Dataset excerpt:
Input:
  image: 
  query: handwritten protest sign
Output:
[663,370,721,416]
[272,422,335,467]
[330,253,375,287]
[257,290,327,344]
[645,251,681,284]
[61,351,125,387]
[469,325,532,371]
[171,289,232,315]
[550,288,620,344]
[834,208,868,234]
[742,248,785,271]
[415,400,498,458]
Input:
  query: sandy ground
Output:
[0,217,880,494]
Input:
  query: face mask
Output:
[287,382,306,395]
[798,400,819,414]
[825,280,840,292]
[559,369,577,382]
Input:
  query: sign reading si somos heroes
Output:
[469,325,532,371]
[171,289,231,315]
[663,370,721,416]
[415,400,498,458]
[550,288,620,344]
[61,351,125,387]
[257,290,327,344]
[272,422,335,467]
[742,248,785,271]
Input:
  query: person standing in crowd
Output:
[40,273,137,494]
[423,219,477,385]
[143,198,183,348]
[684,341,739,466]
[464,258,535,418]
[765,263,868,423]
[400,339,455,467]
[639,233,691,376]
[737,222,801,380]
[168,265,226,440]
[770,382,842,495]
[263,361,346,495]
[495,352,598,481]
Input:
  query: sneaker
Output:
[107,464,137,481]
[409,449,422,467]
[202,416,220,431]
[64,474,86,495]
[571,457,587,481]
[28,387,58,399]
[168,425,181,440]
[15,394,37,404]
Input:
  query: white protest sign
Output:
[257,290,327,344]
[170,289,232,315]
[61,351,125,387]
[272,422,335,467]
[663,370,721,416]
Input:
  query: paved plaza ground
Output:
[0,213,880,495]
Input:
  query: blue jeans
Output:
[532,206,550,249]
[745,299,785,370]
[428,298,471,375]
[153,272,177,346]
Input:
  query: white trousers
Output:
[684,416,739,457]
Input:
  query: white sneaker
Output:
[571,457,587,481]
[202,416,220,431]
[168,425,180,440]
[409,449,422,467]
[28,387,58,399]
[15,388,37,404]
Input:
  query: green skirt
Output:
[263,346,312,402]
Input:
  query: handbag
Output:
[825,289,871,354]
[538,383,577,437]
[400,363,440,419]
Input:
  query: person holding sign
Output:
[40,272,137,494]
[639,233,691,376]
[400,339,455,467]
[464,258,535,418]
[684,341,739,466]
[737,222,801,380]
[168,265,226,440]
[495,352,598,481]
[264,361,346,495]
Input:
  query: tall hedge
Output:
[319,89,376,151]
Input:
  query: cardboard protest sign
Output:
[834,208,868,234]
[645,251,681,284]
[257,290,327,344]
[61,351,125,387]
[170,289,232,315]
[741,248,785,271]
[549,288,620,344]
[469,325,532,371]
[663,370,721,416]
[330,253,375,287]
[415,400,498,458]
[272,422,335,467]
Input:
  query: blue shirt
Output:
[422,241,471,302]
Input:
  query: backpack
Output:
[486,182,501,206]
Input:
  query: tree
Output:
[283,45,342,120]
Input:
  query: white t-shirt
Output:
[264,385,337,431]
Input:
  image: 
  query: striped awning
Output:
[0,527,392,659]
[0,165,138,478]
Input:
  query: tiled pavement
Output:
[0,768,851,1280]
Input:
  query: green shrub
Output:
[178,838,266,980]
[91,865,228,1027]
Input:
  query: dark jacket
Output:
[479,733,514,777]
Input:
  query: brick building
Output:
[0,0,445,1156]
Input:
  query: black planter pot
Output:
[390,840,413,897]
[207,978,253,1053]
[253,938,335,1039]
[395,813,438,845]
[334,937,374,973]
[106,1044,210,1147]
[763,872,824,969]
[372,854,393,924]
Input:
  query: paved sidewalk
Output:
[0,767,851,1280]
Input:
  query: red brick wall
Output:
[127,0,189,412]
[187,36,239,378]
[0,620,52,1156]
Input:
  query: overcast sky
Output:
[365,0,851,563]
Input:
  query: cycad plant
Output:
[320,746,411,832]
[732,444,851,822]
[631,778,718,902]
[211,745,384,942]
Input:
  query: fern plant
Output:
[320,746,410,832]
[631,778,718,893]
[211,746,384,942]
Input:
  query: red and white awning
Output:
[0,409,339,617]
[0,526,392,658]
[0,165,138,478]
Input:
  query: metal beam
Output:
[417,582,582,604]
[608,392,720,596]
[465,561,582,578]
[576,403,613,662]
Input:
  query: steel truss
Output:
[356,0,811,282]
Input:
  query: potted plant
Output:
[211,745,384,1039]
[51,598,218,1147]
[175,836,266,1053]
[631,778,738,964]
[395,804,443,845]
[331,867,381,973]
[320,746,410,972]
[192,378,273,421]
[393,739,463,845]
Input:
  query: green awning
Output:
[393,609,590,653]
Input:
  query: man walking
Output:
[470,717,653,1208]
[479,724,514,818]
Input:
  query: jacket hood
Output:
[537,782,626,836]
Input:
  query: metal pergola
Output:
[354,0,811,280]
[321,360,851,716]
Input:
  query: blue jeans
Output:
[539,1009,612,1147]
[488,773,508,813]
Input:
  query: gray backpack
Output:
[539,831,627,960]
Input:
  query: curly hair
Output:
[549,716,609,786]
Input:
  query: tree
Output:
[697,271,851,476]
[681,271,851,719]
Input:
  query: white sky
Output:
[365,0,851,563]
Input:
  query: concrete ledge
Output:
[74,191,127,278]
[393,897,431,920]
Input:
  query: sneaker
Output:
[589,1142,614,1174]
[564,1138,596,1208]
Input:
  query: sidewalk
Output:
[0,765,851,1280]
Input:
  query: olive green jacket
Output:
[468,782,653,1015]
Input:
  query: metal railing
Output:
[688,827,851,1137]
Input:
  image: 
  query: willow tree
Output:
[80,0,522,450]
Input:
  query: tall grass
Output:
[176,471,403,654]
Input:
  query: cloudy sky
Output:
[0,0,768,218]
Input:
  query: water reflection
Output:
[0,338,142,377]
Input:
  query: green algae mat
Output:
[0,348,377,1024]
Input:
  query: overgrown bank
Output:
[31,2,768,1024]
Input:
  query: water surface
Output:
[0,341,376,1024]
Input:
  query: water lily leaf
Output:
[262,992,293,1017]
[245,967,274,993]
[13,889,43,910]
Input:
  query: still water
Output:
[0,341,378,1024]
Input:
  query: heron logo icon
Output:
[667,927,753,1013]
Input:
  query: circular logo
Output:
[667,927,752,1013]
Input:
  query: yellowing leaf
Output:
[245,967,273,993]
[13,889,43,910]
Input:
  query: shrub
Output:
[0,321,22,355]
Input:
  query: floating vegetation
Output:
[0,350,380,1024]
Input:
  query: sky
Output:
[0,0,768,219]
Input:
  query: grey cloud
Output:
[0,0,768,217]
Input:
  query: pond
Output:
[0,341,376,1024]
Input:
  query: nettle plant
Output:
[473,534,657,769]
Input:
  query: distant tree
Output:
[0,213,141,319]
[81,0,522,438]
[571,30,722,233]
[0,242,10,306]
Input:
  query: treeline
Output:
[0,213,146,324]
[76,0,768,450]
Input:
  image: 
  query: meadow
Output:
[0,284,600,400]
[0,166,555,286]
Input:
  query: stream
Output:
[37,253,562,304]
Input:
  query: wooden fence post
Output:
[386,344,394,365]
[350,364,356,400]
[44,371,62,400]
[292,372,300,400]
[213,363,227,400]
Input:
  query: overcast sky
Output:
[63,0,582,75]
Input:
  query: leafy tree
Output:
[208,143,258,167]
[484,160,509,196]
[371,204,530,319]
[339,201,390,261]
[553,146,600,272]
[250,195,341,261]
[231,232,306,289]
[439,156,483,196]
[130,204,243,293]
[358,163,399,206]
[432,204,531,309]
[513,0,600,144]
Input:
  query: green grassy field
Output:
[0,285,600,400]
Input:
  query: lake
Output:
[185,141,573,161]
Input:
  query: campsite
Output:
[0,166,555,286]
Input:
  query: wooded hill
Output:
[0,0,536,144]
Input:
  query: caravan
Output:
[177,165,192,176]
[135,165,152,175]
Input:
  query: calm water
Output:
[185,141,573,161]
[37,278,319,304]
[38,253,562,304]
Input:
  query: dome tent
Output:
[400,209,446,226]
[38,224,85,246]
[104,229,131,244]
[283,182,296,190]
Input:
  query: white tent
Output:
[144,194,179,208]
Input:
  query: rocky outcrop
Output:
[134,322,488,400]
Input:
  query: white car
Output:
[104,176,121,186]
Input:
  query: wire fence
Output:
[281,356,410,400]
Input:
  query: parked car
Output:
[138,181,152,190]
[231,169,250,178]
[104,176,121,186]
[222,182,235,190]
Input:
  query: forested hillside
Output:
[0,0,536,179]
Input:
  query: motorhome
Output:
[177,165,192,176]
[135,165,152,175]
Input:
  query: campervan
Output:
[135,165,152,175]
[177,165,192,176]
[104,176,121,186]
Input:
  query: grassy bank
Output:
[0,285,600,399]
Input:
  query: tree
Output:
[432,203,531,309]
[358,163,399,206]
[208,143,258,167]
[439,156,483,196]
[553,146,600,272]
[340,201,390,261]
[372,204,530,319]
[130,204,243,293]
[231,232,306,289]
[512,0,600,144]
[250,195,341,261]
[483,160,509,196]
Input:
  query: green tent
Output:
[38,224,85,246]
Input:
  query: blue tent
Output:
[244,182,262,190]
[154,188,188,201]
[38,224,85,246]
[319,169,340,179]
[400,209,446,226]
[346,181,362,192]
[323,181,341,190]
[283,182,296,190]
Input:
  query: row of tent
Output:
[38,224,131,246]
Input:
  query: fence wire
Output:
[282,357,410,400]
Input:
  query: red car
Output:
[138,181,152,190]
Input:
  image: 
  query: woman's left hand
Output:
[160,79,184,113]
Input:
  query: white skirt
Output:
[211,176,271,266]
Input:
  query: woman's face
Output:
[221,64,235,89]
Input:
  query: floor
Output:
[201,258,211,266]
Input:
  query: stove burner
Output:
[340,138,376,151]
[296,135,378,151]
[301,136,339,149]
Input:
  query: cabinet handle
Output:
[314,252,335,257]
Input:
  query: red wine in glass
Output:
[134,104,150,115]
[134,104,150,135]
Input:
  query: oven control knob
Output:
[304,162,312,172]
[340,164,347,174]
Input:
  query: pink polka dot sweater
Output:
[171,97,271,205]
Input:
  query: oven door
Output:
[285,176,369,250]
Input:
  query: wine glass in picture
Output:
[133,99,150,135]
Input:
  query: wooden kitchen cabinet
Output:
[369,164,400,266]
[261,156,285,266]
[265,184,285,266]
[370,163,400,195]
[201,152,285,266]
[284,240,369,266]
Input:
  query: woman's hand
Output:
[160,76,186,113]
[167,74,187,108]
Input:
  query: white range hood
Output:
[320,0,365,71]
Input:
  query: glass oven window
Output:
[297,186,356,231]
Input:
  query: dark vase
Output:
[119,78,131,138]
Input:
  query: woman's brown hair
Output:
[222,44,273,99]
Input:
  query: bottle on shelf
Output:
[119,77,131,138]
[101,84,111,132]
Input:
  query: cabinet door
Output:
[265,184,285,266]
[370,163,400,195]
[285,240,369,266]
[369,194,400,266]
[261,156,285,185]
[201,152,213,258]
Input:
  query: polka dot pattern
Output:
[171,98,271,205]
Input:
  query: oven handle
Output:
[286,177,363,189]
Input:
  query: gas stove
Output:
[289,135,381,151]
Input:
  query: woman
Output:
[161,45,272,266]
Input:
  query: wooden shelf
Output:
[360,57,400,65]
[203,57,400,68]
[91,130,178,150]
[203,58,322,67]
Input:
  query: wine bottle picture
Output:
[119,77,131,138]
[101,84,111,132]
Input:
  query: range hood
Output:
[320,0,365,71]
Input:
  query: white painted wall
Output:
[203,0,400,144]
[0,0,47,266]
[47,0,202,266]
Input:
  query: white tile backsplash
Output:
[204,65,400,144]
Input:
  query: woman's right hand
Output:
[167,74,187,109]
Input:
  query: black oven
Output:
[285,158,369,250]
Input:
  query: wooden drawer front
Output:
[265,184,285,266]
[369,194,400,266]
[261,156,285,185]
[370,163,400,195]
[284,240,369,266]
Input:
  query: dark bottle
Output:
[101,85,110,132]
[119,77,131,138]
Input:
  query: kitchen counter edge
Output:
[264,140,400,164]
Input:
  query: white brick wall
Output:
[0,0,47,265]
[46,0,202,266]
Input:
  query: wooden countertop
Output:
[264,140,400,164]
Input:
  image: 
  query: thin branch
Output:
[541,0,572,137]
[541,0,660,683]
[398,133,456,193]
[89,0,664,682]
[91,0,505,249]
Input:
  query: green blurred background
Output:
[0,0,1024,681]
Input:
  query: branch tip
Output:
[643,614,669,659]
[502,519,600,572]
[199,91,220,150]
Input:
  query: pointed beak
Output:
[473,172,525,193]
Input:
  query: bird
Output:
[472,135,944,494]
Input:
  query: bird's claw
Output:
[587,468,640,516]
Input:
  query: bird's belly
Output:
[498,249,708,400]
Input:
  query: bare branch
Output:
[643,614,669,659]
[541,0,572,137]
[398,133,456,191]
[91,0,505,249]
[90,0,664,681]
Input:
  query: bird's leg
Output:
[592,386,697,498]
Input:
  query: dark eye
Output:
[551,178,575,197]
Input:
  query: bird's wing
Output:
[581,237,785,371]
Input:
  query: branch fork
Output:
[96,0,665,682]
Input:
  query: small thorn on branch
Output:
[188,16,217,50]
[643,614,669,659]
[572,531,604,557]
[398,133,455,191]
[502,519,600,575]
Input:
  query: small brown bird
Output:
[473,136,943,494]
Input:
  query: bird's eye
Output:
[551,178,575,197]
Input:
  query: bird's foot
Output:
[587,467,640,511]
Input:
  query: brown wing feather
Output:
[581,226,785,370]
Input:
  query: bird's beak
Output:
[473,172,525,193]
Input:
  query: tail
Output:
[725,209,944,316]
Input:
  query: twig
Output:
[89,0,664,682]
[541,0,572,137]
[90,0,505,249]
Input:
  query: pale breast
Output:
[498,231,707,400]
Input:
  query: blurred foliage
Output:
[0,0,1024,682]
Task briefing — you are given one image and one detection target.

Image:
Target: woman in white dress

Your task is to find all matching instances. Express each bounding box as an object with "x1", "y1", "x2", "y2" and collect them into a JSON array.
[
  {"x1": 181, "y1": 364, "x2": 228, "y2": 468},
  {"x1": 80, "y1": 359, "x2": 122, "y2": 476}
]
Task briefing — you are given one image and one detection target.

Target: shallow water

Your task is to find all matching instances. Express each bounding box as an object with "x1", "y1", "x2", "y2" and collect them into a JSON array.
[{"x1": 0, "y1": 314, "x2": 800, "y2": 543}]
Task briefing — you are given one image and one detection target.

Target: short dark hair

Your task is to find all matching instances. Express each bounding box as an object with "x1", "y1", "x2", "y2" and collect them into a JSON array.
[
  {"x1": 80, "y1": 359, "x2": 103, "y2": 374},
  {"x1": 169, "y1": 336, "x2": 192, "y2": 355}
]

- [Given request]: Rewrite every line of the listing from its first line through the line containing "[400,363,440,419]", keeping the Input lines unchanged. Scale each bounding box coordinate in the Output lines by 1.3 and round to the nearest whole number, with halves rounded up.

- [Result below]:
Input:
  image: 
  query: handwritten protest sign
Output:
[862,481,937,541]
[354,549,436,607]
[429,329,488,373]
[334,377,425,447]
[839,326,885,369]
[79,456,163,503]
[610,423,692,482]
[222,376,302,410]
[715,374,806,447]
[1084,270,1128,304]
[965,322,1021,352]
[540,520,647,595]
Input:
  query: sandy ground
Output:
[0,282,1144,642]
Input:
  query: face mask
Output:
[373,497,398,514]
[1037,520,1065,538]
[1073,364,1092,380]
[727,480,750,497]
Input:
  query: sign reading si somos heroes
Output:
[610,423,692,482]
[222,376,300,410]
[862,481,937,541]
[540,520,647,595]
[715,374,806,447]
[79,456,163,503]
[334,377,425,447]
[354,549,436,607]
[965,322,1021,352]
Input:
  query: person standing in crowd
Output:
[52,355,178,642]
[550,285,620,501]
[186,257,238,452]
[889,443,961,606]
[603,335,696,543]
[995,342,1128,550]
[520,441,592,607]
[831,303,898,489]
[958,289,1041,494]
[218,345,294,572]
[1001,497,1095,644]
[342,469,450,644]
[644,458,777,625]
Input:
  query: sneaker
Output:
[139,603,178,625]
[532,584,549,607]
[263,541,286,560]
[83,616,112,644]
[742,594,763,625]
[36,503,75,519]
[218,553,235,572]
[20,512,48,525]
Input:
  query: white protest sign
Output:
[334,377,425,447]
[221,376,302,410]
[79,456,163,503]
[354,549,436,607]
[862,481,937,541]
Input:
  query: paved plaza ground
Output:
[0,277,1144,644]
Input:
  query: blue jeans
Output:
[692,268,715,324]
[969,389,1021,481]
[556,387,612,488]
[199,354,230,450]
Input:
  query: white trousers
Output:
[889,541,961,594]
Input:
  query: white sneaker
Output:
[742,594,763,625]
[263,541,286,560]
[218,553,234,572]
[532,584,549,607]
[36,503,75,519]
[20,504,48,525]
Input:
  query: green skirt
Output:
[342,450,406,523]
Input:
  query: handbag
Output:
[1073,376,1132,460]
[699,498,750,568]
[520,472,572,545]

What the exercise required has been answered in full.